## [取り組む課題]
a – 本文の「検証という言葉を辞書で引くと」で始まる段落を、主な事実を残して箇条書きに改めなさい。
b – 本文について、次の問いに答えなさい。解答には問いと同じ記号を付けること。
(i) シンポジウムはどこで、何日に開かれたか。
(ii) 検証という言葉の意味を示すために引かれている辞書は何か。
(iii) 御嶽山の噴火災害で損害賠償を求めているのは誰で、相手取っているのは誰か。

## [本文]
○ ○ ○

災害を「検証」するとはどういうことか──日本災害情報学会などが東京大でシンポジウム
大きな自然災害が発生すると、国や自治体などの災害対応が妥当だったかどうかを検証するケースが一般的になってきた。しかし、災害における検証のあり方に決まった方法はなく、行政、報道機関、研究者、市民などそれぞれの立場で検証という言葉に対するイメージも異なる。このような認識の違いが、時に検証結果を巡る争いなどを招く原因にもなっている。専門家たちは、自然災害を検証するということについてどのように考えているのか。東京大学で26日に開かれたシンポジウム「災害における『検証』とは何か?」(主催:日本災害情報学会・日本災害復興学会)を取材した。 ニュースワード「大川小の津波被害」
後を絶たない災害発生時の対応をめぐる訴訟
検証という言葉を辞書で引くと、(1)真偽を確かめること。事実を確認・証明すること。(2)裁判官などが推理・推測などによらず、直接にものの形状、現場の状況などを調べて証拠資料を得ること。(大辞林)──などとある。 実際に大きな災害の発生後、行政や企業などの対応を巡って訴訟になるケースは、東日本大震災の津波災害に絡んで訴訟となった宮城県石巻市立大川小学校、七十七銀行女川支店などのほか、犠牲者の遺族と負傷者が国と県を相手取り損害賠償を求めている御嶽山の噴火災害など枚挙にいとまがない。今年7月の平成30年7月豪雨でも訴訟の動きがあるとの報道もあり、災害時に何があったのかを検証する一つの方法となっているといえそうだ。

○ ○ ○

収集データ
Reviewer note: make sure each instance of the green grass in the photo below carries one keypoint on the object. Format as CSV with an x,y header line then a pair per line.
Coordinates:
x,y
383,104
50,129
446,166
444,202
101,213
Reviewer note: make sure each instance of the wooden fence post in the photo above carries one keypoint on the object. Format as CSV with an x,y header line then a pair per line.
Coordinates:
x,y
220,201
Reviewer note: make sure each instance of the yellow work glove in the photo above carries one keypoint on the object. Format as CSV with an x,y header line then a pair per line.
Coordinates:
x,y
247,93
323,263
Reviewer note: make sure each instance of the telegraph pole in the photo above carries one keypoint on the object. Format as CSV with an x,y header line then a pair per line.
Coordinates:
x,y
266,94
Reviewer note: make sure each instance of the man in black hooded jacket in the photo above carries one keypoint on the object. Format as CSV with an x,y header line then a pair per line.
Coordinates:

○ ○ ○

## [各課題の解答]
a –
- 大辞林によれば、検証とは次の二つの意味を持つ。
  (1) 真偽を確かめること。事実を確認・証明すること。
  (2) 裁判官などが推理・推測によらず、直接ものの形状や現場の状況を調べて証拠資料を得ること。
- 大きな災害の後、行政や企業などの対応を巡る訴訟は数多い。
  - 東日本大震災の津波災害では、宮城県石巻市立大川小学校や七十七銀行女川支店の件が訴訟になった。
  - 御嶽山の噴火災害では、犠牲者の遺族と負傷者が国と県に損害賠償を求めている。
- 平成30年7月豪雨でも訴訟の動きが報じられている。
- 訴訟は、災害時に何があったのかを検証する一つの方法になっているといえそうだ。

b –
(i) 東京大学で、26日に開かれた。
(ii) 大辞林。
(iii) 犠牲者の遺族と負傷者が、国と県を相手取っている。